## Data listing:

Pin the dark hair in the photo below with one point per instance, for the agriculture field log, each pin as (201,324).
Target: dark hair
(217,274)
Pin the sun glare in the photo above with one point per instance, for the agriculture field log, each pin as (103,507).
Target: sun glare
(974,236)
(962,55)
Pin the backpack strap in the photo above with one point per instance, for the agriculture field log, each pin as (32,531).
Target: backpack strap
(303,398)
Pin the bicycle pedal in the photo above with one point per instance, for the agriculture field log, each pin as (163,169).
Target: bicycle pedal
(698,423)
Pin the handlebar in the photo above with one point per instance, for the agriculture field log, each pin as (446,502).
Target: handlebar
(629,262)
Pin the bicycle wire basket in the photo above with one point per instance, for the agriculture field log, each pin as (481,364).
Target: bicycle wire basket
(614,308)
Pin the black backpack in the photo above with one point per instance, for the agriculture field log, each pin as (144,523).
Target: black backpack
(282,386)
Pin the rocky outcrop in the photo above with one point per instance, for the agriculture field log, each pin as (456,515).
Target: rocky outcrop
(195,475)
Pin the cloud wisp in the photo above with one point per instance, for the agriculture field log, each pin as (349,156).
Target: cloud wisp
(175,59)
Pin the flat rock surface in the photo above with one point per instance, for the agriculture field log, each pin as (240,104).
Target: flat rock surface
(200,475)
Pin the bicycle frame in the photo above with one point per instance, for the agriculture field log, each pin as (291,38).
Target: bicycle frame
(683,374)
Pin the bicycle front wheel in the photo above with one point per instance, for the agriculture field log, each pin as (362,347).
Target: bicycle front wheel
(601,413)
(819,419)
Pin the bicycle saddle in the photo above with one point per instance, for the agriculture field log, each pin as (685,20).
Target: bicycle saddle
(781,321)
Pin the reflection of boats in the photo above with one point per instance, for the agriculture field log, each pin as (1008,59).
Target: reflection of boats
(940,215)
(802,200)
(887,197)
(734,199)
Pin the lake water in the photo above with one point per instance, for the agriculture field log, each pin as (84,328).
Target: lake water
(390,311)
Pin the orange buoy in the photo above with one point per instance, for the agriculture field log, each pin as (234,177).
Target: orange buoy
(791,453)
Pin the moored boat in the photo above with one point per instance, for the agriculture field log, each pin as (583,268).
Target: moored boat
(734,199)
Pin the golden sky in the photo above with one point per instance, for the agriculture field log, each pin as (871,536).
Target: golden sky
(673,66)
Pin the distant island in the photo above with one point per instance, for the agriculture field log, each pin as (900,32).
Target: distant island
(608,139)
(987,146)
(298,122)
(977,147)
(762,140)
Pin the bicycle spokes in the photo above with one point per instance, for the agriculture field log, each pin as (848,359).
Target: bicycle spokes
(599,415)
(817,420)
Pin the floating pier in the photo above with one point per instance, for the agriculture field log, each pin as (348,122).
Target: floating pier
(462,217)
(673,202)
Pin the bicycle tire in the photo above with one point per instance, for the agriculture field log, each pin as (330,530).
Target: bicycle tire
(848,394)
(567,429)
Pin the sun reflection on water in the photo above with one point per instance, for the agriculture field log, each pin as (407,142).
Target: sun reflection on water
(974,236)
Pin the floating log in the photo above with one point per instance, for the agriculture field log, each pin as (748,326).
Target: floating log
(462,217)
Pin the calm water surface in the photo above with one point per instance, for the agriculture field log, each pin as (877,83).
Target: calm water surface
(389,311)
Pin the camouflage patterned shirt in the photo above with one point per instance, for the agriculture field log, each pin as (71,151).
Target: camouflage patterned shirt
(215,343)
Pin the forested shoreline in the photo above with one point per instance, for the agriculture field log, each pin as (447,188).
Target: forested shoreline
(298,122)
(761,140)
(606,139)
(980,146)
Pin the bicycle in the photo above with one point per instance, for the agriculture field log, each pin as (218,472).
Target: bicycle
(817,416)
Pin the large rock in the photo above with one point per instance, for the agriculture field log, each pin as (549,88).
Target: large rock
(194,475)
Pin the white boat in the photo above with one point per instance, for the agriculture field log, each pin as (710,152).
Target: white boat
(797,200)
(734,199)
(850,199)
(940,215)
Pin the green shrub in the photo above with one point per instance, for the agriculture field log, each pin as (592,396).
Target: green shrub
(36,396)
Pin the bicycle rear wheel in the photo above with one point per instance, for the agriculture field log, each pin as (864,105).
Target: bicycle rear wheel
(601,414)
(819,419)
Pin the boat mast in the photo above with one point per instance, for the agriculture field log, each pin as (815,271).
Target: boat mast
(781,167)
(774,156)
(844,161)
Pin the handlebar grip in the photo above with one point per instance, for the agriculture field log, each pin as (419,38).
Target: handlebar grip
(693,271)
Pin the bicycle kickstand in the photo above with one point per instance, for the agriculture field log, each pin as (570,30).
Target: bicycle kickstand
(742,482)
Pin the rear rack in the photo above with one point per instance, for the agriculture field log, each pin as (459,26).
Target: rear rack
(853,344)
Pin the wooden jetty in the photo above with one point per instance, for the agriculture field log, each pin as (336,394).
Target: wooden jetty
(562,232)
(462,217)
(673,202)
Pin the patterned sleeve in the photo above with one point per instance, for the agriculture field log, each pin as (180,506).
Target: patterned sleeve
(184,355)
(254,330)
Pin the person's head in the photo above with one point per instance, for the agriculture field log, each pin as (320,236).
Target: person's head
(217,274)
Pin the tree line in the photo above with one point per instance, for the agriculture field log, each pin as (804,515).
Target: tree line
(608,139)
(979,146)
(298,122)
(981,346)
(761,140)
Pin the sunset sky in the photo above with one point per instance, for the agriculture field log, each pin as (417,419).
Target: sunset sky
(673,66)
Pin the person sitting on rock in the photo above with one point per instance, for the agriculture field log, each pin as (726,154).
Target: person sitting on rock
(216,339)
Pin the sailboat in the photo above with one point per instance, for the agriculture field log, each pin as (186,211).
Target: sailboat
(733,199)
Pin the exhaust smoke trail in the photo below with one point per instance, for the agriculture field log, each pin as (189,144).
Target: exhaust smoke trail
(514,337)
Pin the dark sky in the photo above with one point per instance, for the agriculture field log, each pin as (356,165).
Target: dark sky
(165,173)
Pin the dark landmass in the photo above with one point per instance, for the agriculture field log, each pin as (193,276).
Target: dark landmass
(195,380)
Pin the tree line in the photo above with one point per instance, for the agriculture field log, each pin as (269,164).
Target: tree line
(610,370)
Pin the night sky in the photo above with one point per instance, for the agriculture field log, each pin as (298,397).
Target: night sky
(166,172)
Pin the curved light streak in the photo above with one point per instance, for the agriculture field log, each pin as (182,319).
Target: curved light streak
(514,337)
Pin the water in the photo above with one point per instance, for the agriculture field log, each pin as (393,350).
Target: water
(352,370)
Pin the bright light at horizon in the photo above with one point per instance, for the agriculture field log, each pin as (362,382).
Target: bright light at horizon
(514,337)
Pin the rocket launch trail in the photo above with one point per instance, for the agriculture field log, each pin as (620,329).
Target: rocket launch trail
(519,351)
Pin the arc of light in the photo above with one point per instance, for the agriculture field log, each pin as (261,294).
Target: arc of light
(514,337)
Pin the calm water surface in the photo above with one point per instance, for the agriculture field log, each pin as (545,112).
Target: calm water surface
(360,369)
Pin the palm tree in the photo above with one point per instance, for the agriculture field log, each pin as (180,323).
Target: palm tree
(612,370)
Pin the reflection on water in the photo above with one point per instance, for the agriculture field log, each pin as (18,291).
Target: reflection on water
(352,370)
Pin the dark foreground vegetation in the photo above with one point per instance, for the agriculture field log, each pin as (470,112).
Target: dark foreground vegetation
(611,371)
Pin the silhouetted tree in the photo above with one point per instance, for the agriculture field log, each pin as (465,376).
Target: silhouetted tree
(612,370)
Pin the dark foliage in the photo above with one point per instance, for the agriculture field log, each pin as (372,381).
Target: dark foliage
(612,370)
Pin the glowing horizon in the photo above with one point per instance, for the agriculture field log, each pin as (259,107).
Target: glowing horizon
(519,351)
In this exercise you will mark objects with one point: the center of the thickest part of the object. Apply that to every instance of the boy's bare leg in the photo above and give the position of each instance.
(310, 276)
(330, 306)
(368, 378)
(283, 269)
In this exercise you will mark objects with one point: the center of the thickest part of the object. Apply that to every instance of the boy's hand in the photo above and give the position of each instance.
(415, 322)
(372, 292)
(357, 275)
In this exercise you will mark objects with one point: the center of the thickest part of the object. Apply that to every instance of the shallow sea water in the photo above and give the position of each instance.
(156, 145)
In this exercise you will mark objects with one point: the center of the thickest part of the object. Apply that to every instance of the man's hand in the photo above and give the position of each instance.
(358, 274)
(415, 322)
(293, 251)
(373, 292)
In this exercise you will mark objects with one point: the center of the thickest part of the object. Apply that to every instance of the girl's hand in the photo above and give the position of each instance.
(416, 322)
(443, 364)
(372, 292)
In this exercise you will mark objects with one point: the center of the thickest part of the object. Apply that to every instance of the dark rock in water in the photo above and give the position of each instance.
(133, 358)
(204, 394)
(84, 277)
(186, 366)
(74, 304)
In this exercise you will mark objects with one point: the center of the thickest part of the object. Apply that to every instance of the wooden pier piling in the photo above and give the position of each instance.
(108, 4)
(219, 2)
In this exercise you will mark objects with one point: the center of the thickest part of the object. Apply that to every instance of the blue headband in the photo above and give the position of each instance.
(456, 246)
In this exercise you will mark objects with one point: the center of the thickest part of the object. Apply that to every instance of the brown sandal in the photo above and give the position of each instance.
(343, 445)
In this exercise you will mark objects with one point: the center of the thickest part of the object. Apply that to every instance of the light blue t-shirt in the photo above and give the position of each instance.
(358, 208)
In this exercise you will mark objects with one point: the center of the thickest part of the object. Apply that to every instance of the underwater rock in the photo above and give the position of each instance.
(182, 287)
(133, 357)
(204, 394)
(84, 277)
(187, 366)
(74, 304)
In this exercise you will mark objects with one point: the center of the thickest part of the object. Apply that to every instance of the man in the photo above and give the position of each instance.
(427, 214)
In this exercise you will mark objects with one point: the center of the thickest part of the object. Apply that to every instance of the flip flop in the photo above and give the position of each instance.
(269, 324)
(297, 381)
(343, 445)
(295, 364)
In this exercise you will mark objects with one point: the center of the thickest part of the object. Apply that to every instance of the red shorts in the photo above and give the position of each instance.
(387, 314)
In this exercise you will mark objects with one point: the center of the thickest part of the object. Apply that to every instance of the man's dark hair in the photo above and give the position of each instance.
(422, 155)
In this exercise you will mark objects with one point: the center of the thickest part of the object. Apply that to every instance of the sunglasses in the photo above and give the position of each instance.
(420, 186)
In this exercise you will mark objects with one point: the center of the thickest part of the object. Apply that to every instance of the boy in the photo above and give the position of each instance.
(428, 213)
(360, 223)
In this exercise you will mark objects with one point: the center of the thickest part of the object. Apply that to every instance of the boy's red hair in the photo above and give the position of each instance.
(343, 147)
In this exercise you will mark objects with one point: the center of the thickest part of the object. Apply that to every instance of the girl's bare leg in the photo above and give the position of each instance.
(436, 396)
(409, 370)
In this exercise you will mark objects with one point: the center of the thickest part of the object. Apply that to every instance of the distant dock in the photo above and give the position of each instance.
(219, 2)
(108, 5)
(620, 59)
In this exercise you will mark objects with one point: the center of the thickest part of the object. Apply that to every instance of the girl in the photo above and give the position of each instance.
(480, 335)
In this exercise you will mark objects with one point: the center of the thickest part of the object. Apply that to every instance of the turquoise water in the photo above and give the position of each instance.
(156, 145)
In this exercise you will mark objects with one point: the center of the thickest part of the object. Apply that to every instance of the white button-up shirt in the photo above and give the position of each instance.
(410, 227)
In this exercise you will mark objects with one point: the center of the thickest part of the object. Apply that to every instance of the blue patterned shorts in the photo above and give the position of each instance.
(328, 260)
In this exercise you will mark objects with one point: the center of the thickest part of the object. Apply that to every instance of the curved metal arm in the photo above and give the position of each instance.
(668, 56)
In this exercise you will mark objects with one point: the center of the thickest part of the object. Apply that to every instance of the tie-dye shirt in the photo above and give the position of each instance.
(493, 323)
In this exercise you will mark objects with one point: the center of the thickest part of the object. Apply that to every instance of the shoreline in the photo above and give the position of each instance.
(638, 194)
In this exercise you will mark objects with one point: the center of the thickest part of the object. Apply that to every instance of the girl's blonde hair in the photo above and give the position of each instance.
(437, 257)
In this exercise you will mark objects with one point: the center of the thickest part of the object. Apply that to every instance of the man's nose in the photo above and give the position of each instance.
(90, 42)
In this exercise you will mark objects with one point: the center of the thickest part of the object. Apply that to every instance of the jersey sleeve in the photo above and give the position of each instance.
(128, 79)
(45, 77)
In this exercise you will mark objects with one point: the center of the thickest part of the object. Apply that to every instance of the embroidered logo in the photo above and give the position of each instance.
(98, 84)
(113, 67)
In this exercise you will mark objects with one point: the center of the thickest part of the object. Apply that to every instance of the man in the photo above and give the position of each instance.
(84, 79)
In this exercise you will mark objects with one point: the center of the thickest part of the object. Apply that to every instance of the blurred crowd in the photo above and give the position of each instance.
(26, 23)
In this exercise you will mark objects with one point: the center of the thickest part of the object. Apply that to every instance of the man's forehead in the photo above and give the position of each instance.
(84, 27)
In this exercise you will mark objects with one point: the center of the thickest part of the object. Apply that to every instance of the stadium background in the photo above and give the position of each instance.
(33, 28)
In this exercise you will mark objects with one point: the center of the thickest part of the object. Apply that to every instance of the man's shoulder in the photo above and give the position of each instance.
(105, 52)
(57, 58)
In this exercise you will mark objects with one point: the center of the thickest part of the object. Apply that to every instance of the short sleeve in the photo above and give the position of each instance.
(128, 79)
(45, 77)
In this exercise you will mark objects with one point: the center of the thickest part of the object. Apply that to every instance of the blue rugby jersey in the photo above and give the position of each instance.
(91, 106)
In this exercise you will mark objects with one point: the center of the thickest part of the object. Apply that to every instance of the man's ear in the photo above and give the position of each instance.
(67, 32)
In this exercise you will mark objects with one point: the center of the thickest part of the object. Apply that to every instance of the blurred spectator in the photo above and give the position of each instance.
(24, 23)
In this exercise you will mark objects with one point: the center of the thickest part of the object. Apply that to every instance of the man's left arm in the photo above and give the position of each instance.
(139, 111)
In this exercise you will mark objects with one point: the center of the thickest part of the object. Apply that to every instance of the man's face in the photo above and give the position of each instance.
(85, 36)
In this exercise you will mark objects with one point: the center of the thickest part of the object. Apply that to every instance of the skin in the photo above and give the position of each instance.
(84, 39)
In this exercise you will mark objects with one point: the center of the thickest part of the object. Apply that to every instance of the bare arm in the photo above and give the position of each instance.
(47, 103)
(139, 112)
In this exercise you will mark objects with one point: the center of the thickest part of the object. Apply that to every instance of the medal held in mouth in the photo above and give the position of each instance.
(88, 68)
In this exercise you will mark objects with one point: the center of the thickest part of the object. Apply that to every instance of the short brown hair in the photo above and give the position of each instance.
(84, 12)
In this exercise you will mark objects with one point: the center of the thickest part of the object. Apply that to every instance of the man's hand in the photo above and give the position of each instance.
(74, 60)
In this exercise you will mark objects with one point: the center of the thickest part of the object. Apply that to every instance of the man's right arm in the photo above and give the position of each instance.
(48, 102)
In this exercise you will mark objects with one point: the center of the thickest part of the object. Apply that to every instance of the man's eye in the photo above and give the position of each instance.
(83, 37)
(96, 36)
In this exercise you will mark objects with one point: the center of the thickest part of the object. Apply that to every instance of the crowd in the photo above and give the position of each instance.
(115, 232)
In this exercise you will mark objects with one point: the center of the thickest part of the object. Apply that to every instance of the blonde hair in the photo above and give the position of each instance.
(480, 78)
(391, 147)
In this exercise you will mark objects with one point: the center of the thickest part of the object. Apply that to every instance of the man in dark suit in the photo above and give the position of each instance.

## EXERCISE OBJECTIVE:
Exactly as written, give again every line from the one containing "of the blonde" through the last line of the material above, and no other lines.

## SOLUTION:
In this exercise you will mark objects with one point: the center of the thickest part of the object. Apply that to every instance of the blonde hair in the photo above and give the position of each instance.
(480, 78)
(391, 147)
In this exercise you will mark objects with one point: the center of the thickest part of the object. Apply that to every instance of the man in dark suit in the photo above and give the position of each instance.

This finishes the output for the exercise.